**Passage for review**
<<<<

Madder from powdered roots of Rubia tinctorum was the powerhouse red dye throughout medieval Europe and the Middle East. Madder has well-known affinity for protein fibres (wool, silk) and turns out to be great for leather too. This is a two stage process: mordanting then dyeing. Pretreating with a mordant – a metal salt – ’fixes’ the colour onto the fibres. Choice of metal also affects the final colour, alum (potassium aluminium sulfate) gives the brightest shades – naturally occurring outcrops in Anatolia and other places have been exploited for dyeing since the dawn of history.
The dye bath requires some heating which is not good for leather, so beware of shrinkage, distortion and hardening – this also depends a great deal on the type of leather and what part of the animal its from (firm leather from the back, butt and shoulders keeps condition better than stretchy belly and limbs). Overheating will also dull the dyestuff. 60 – 65 degC seems to be a good trade-off – you could go hardcore prescientific and tactile to judge this, but I used an adjustable water bath and thermometer.
Amounts below are ample for about 100g dry weight of leather, adjust as required. The bath should be roomy enough to let items to move around easily and there must be enough liquid to cover them. Avoid copper or iron containers or utensils, they may cause ‘off’ colours (I used glass or alfoil baking pans). Madder dyeing needs ‘hard’ water or a substitute source of calcium – antacid tabs are convenient; and a touch of cream of tartar (a.k.a. salts of wine; potassium bitartrate) gives brightest reds.
Mordant (2% alum): Alum 20 g; cream of tartar 4 g; 1/4 “Rennies” antacid tablet (~0.32 g, crushed). Dissolve in 1 litre of warm water.
Madder dye bath: Prepare just before you are ready to dye. Cover 50 g of powdered madder root and 1/4 “Rennies” antacid tablet (~0.32 g, crushed) in 1 litre cold water. Heat to 65 degC (lightly steaming), then hold 1 hour stirring occasionally. Allow to cool to 60-65 degC, ready for use. Do not filter.
1. Soak your leather pieces in the mordant solution for 1 hour or longer (even overnight). Move them around occasionally. Remove leather when you are ready to begin dyeing.

>>>>

**Instructions**
1) In the madder dyeing text, swap "powdered madder root" for "ground madder root" and write out the passage that begins at the words "Madder dye bath: Prepare" and stops after "Do not filter.".
2) Write the next part of the madder leather dyeing text, picking up right after its last sentence.
The entries that come next have nothing to do with the madder dyeing text.

**Data excerpts**
<<<<

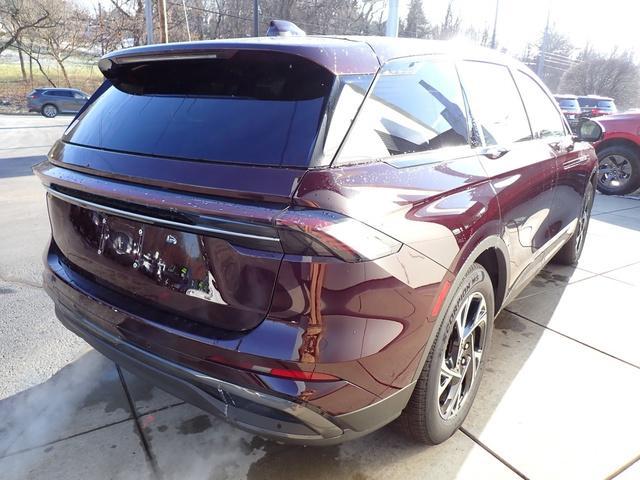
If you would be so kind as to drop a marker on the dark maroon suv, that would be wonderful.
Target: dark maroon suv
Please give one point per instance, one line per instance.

>>>>
<<<<

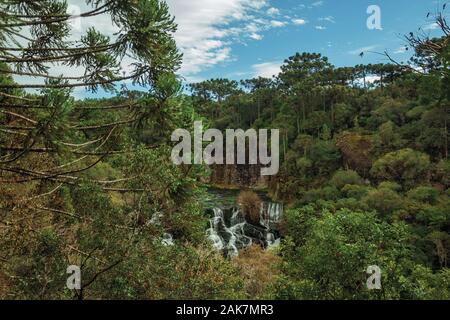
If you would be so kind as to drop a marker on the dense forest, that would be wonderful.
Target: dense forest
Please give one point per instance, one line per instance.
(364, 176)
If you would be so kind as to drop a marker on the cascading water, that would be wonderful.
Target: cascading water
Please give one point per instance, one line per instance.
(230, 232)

>>>>
<<<<

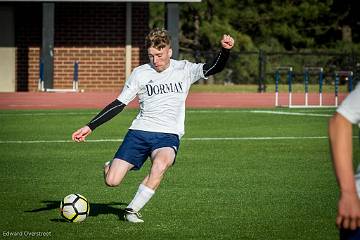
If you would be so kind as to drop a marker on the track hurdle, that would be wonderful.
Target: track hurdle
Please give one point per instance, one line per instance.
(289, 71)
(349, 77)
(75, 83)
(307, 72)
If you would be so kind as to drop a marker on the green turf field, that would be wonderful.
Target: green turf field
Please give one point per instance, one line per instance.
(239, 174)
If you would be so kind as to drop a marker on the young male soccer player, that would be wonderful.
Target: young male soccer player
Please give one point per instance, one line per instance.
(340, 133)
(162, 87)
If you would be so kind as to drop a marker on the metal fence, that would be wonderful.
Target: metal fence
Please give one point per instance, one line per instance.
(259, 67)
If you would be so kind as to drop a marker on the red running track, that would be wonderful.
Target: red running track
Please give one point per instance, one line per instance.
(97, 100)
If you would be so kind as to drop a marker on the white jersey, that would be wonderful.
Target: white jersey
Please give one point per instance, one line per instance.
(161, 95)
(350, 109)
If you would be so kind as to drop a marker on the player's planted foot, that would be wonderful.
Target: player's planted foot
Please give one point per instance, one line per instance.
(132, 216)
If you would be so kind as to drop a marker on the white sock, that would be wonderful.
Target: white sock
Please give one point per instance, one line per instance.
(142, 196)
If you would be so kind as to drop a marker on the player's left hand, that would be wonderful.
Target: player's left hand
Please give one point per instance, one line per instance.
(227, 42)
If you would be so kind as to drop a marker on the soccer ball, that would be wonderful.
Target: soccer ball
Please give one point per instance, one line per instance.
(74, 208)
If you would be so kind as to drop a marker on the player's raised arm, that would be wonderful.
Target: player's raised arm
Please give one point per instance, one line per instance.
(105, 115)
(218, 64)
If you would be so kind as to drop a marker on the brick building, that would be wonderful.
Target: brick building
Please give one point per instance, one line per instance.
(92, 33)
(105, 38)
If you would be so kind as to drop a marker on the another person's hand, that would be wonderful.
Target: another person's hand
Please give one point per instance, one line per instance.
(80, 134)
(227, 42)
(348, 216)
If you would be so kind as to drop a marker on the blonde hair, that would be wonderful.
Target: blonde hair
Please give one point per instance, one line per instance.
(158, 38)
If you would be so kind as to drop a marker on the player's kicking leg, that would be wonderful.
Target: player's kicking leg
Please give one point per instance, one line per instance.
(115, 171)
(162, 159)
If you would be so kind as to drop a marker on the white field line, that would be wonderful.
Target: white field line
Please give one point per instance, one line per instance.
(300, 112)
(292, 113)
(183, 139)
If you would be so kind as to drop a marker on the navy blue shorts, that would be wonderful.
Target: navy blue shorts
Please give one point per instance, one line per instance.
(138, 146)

>>>>

**Responses by item number**
1)
Madder dye bath: Prepare just before you are ready to dye. Cover 50 g of ground madder root and 1/4 “Rennies” antacid tablet (~0.32 g, crushed) in 1 litre cold water. Heat to 65 degC (lightly steaming), then hold 1 hour stirring occasionally. Allow to cool to 60-65 degC, ready for use. Do not filter.

2)
2. Meanwhile, prepare your dye bath as above, and stabilise temperature at the recommended 60 to 65 degC – covering it with a lid will help.
Dye bath on the go: looks like borscht and smells funky! Some shoe soles mordanting in the background.
3. Add the leather. Move it around, turn it over for the first few minutes, and every 20 minutes or so thereafter. Push under any part that isn’t submerged.
4. After 2 hours, turn off the heat. Do not remove items until the bath has cooled to room temperature. Take out items and, using old towels, sponges or the like, gently press out excess liquid and wipe off any madder crud stuck to the surface.
5. Allow to air dry. Once fully dried, brush off remaining debris and treat with the leather dressing of your choice: I use a paste of olive oil & beeswax (4 to 1) with a few drops of clove oil to keep off the mould.
Result – glorious! Note: I made ‘tunnels’ for stitching in these soles before dyeing in case it made them so hard or brittle that the awl would tear them up. This 4mm thickness veg tanned cattle hide did get a bit stiffer, but had very little shrinkage in the end though.
Test squares – upper fan goat hide, lower fan cattle hide. After alum treatment; then 1, 2, 3 & 4 hours dyeing. Centre – same hides dyed 4 hours without using alum mordant. Left and right – dyeing ‘oxblood’: After 1 hour dyeing the madder bath was ‘saddened’ with a teaspoon of iron solution, half the piece was returned for 15 min.